Rewrite every item below with each occurrence of "rough mask" changed to "coarse mask", leaving all other text unchanged. Leave the pictures out of your answer.

Supplied data:
★ ★ ★ ★ ★
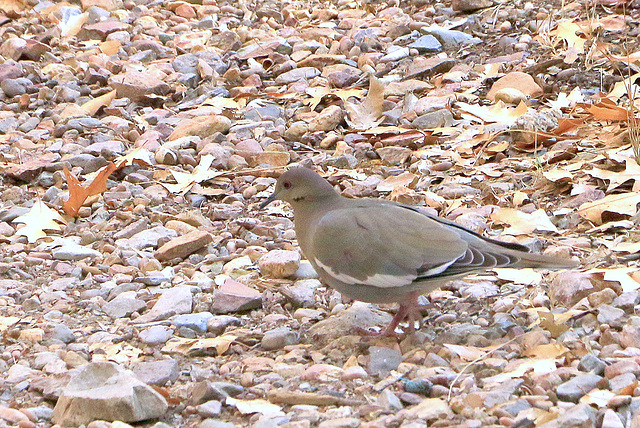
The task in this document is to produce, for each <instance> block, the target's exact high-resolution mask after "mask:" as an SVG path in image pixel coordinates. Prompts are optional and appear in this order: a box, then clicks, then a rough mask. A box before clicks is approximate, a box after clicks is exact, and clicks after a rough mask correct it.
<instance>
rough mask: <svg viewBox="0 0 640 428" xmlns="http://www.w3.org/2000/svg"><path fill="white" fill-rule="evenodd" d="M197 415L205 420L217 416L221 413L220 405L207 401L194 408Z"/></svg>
mask: <svg viewBox="0 0 640 428" xmlns="http://www.w3.org/2000/svg"><path fill="white" fill-rule="evenodd" d="M196 410H197V411H198V414H199V415H200V416H202V417H205V418H210V417H212V416H218V415H219V414H220V412H221V411H222V403H221V402H220V401H218V400H209V401H207V402H205V403H202V404H199V405H198V406H196Z"/></svg>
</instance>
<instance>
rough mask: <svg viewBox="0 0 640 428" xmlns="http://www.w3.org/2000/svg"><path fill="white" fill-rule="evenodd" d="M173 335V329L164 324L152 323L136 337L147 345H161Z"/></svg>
★ ★ ★ ★ ★
Problem solution:
The task in this document is to produce, for each <instance> block, the target's exact high-resolution mask after "mask:" as an SVG path in image pixel coordinates. Prompts are optional and appear in this order: a box, then clicks, then a coarse mask. A box before clicks is approximate, a box after clicks is exact, and clicks after a coarse mask correct it.
<instance>
coarse mask: <svg viewBox="0 0 640 428" xmlns="http://www.w3.org/2000/svg"><path fill="white" fill-rule="evenodd" d="M197 415L205 420L217 416L221 413L220 405L207 401L194 408Z"/></svg>
mask: <svg viewBox="0 0 640 428" xmlns="http://www.w3.org/2000/svg"><path fill="white" fill-rule="evenodd" d="M196 410H197V411H198V414H199V415H200V416H202V417H205V418H210V417H212V416H218V415H219V414H220V412H221V411H222V403H221V402H220V401H218V400H209V401H207V402H205V403H202V404H199V405H198V406H196Z"/></svg>
</instance>
<instance>
coarse mask: <svg viewBox="0 0 640 428" xmlns="http://www.w3.org/2000/svg"><path fill="white" fill-rule="evenodd" d="M173 335V329L164 324L152 323L136 337L147 345H161Z"/></svg>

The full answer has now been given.